▶ What is expected:
Can you revise the records below so that every "positive clicks" becomes "foreground clicks", with everything else left unchanged and the pictures left out?

▶ Information:

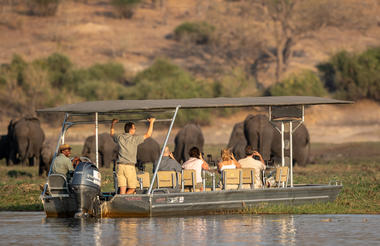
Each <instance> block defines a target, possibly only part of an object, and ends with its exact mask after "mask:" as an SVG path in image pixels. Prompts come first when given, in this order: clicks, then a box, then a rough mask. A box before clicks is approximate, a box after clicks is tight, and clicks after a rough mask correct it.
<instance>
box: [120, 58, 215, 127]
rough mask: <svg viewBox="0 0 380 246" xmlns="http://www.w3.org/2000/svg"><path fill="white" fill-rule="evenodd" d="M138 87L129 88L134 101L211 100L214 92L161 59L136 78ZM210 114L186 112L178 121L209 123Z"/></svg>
mask: <svg viewBox="0 0 380 246" xmlns="http://www.w3.org/2000/svg"><path fill="white" fill-rule="evenodd" d="M134 82H135V86H133V87H131V88H129V91H130V92H129V95H128V98H130V99H132V98H133V99H170V98H195V97H208V96H210V95H212V94H211V89H210V88H209V86H208V85H206V84H205V83H204V82H203V81H197V80H195V79H194V78H193V77H192V76H191V75H190V74H189V73H188V72H186V71H185V70H183V69H181V68H180V67H178V66H176V65H174V64H172V63H171V62H170V61H168V60H166V59H157V60H156V61H155V62H154V63H153V65H152V66H151V67H149V68H148V69H146V70H144V71H142V72H140V73H139V74H137V76H136V77H135V80H134ZM208 112H209V111H207V110H186V111H183V110H181V112H180V113H179V115H178V117H177V120H176V122H177V123H179V124H184V123H187V122H189V121H192V122H198V123H208V121H209V113H208Z"/></svg>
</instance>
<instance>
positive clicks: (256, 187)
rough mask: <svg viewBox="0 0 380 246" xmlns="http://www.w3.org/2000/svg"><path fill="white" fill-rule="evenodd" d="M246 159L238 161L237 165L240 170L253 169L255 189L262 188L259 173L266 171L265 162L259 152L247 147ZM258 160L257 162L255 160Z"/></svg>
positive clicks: (257, 160) (254, 185) (262, 183)
mask: <svg viewBox="0 0 380 246" xmlns="http://www.w3.org/2000/svg"><path fill="white" fill-rule="evenodd" d="M245 154H246V156H247V157H246V158H244V159H240V160H239V163H240V165H241V167H242V168H254V169H255V181H256V182H255V185H254V187H255V188H261V187H262V186H263V182H262V180H261V173H262V171H263V170H265V169H266V166H265V162H264V160H263V157H262V156H261V155H260V153H259V152H257V151H255V150H254V149H253V148H252V146H250V145H248V146H247V147H246V148H245ZM255 157H256V158H258V159H259V160H256V159H255Z"/></svg>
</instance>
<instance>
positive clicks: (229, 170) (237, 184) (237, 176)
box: [223, 169, 241, 185]
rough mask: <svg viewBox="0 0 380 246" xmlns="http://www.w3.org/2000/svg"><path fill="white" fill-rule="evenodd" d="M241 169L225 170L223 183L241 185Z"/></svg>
mask: <svg viewBox="0 0 380 246" xmlns="http://www.w3.org/2000/svg"><path fill="white" fill-rule="evenodd" d="M240 172H241V170H240V169H226V170H223V183H224V185H231V184H234V185H239V184H240Z"/></svg>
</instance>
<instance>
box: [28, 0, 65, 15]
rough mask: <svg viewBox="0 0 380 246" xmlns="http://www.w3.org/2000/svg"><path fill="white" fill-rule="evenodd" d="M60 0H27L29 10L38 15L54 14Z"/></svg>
mask: <svg viewBox="0 0 380 246" xmlns="http://www.w3.org/2000/svg"><path fill="white" fill-rule="evenodd" d="M60 2H61V1H60V0H28V7H29V12H30V14H32V15H38V16H54V15H55V14H56V13H57V10H58V7H59V4H60Z"/></svg>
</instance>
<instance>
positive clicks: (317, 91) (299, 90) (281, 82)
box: [269, 70, 327, 96]
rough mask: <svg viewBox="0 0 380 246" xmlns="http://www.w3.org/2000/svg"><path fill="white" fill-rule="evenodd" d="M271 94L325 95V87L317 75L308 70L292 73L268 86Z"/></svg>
mask: <svg viewBox="0 0 380 246" xmlns="http://www.w3.org/2000/svg"><path fill="white" fill-rule="evenodd" d="M269 91H270V94H271V95H272V96H325V95H326V94H327V91H326V89H325V88H324V87H323V84H322V82H321V81H320V79H319V78H318V76H317V75H316V74H315V73H313V72H312V71H309V70H303V71H301V72H300V73H297V74H292V75H290V76H289V77H288V78H287V79H285V80H284V81H282V82H281V83H277V84H275V85H273V86H272V87H271V88H269Z"/></svg>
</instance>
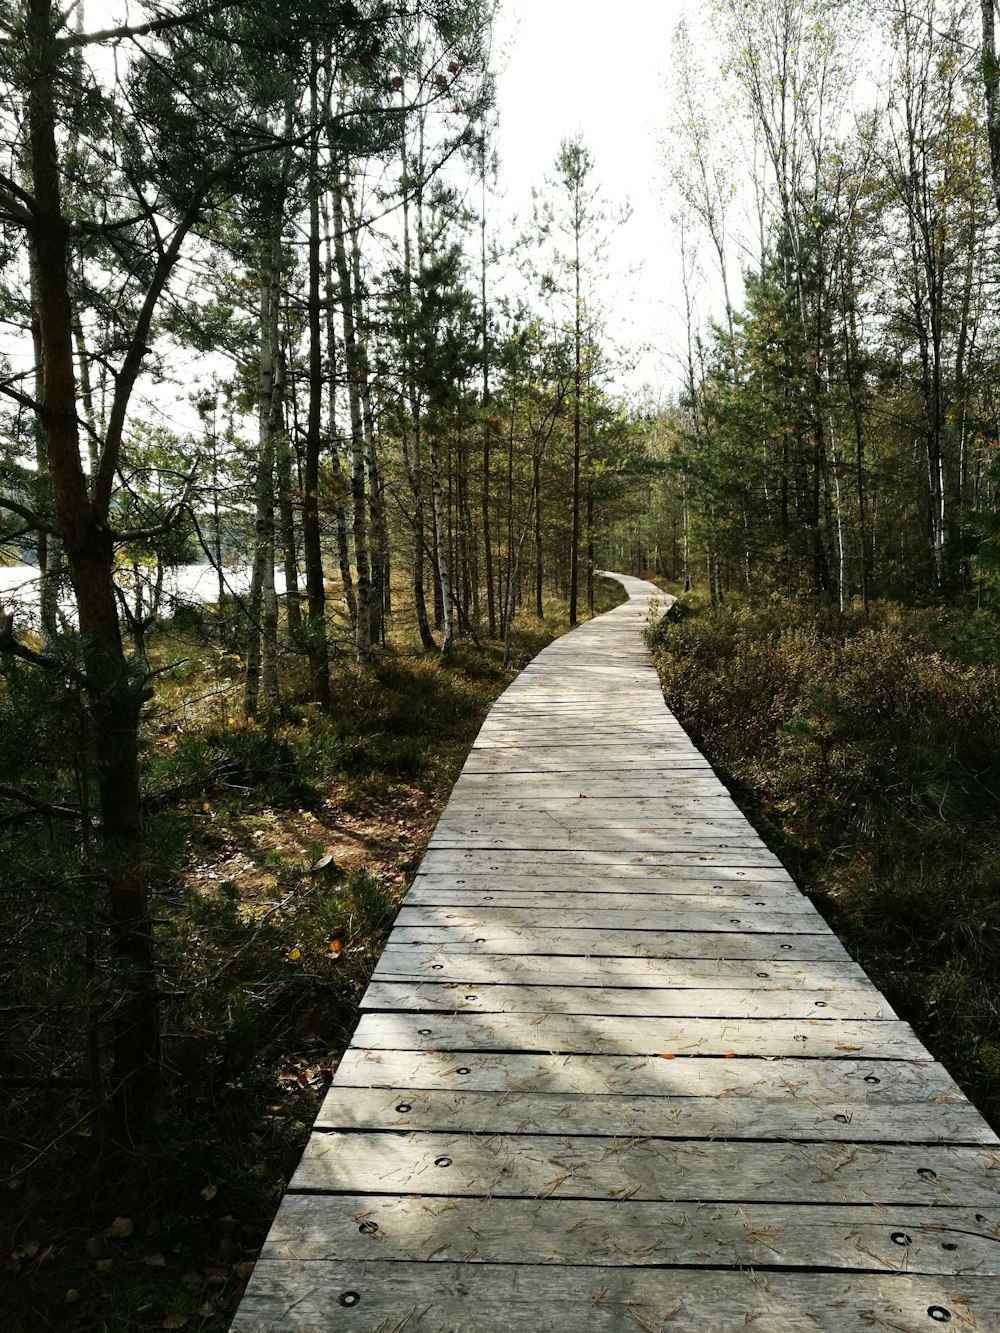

▶ Response:
Each <instance> block defines a target, possibly only part of an object, and ends with its exact mask after "mask:" as an SVG path in image pixels. Prompts come first when given, in this order: clicks, then a box, then a rough mask. A box before clicks is approximate, a box after clicks is tight, and clicks after a rough mask correct it.
<instance>
box: [120, 58, 215, 127]
rough mask: <svg viewBox="0 0 380 246" xmlns="http://www.w3.org/2000/svg"><path fill="white" fill-rule="evenodd" d="M138 87L129 88L134 101L211 100L214 92L161 59L136 78ZM210 114L186 112L178 121L209 123Z"/></svg>
mask: <svg viewBox="0 0 380 246" xmlns="http://www.w3.org/2000/svg"><path fill="white" fill-rule="evenodd" d="M134 82H135V86H133V87H131V88H129V91H130V92H129V95H128V98H130V99H132V98H133V99H170V98H195V97H208V96H210V95H212V94H211V89H210V88H209V86H208V85H206V84H205V83H204V82H203V81H197V80H195V79H194V78H193V77H192V76H191V75H190V74H189V73H188V72H186V71H185V70H183V69H181V68H180V67H178V66H176V65H174V64H172V63H171V62H170V61H168V60H166V59H157V60H156V61H155V62H154V63H153V65H152V66H151V67H149V68H148V69H146V70H144V71H142V72H140V73H139V74H137V76H136V77H135V80H134ZM208 112H209V111H207V110H186V111H183V110H181V112H180V113H179V115H178V117H177V120H176V122H177V123H179V124H184V123H187V122H189V121H192V122H198V123H208V121H209V113H208Z"/></svg>
</instance>
<instance>
foreground clicks: (256, 187)
rough mask: <svg viewBox="0 0 380 246" xmlns="http://www.w3.org/2000/svg"><path fill="white" fill-rule="evenodd" d="M246 159L238 161L237 165L240 170L253 169L255 189L262 188L259 173L266 171L265 162L259 152L247 147ZM258 160L257 162L255 160Z"/></svg>
foreground clicks: (257, 160) (254, 185) (262, 183)
mask: <svg viewBox="0 0 380 246" xmlns="http://www.w3.org/2000/svg"><path fill="white" fill-rule="evenodd" d="M245 154H246V156H247V157H246V158H244V159H240V160H239V163H240V165H241V167H242V168H254V169H255V181H256V182H255V185H254V187H255V188H261V187H262V186H263V182H262V180H261V173H262V171H263V170H265V169H266V166H265V162H264V160H263V157H262V156H261V155H260V153H259V152H257V151H255V150H254V149H253V148H252V146H250V145H248V146H247V147H246V148H245ZM255 157H256V158H258V159H259V160H256V159H255Z"/></svg>
</instance>
<instance>
foreground clicks: (229, 170) (237, 184) (237, 176)
box: [223, 169, 241, 185]
rough mask: <svg viewBox="0 0 380 246" xmlns="http://www.w3.org/2000/svg"><path fill="white" fill-rule="evenodd" d="M241 169L225 170L223 183L241 185Z"/></svg>
mask: <svg viewBox="0 0 380 246" xmlns="http://www.w3.org/2000/svg"><path fill="white" fill-rule="evenodd" d="M240 172H241V170H240V169H226V170H223V183H224V185H231V184H234V185H239V184H240Z"/></svg>
</instance>
<instance>
box: [28, 0, 65, 15]
rough mask: <svg viewBox="0 0 380 246" xmlns="http://www.w3.org/2000/svg"><path fill="white" fill-rule="evenodd" d="M60 0H27L29 10L38 15L54 14Z"/></svg>
mask: <svg viewBox="0 0 380 246" xmlns="http://www.w3.org/2000/svg"><path fill="white" fill-rule="evenodd" d="M60 2H61V1H60V0H28V7H29V12H30V14H32V15H38V16H54V15H55V14H56V13H57V10H58V7H59V4H60Z"/></svg>
</instance>
<instance>
foreground clicks: (317, 91) (299, 90) (281, 82)
box: [269, 70, 327, 96]
rough mask: <svg viewBox="0 0 380 246" xmlns="http://www.w3.org/2000/svg"><path fill="white" fill-rule="evenodd" d="M271 94L325 95V87L317 75L308 70L292 73L268 86Z"/></svg>
mask: <svg viewBox="0 0 380 246" xmlns="http://www.w3.org/2000/svg"><path fill="white" fill-rule="evenodd" d="M269 91H270V94H271V95H272V96H325V95H326V94H327V91H326V89H325V88H324V87H323V84H322V82H321V81H320V79H319V78H318V76H317V75H316V74H315V73H313V72H312V71H309V70H303V71H301V72H300V73H297V74H292V75H290V76H289V77H288V78H287V79H285V80H284V81H282V82H281V83H277V84H275V85H273V86H272V87H271V88H269Z"/></svg>
</instance>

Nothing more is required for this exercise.